= Activity =
Go through the records and give each one again exactly, omitting the images.

= The data =

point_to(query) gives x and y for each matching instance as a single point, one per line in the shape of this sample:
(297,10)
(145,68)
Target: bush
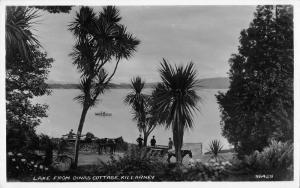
(135,162)
(138,162)
(276,160)
(25,164)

= Answer box =
point_to(query) gives x and y for each matching instance as a single point, one per line in the shape of this sample:
(297,10)
(145,68)
Target: bush
(135,162)
(138,162)
(276,160)
(25,164)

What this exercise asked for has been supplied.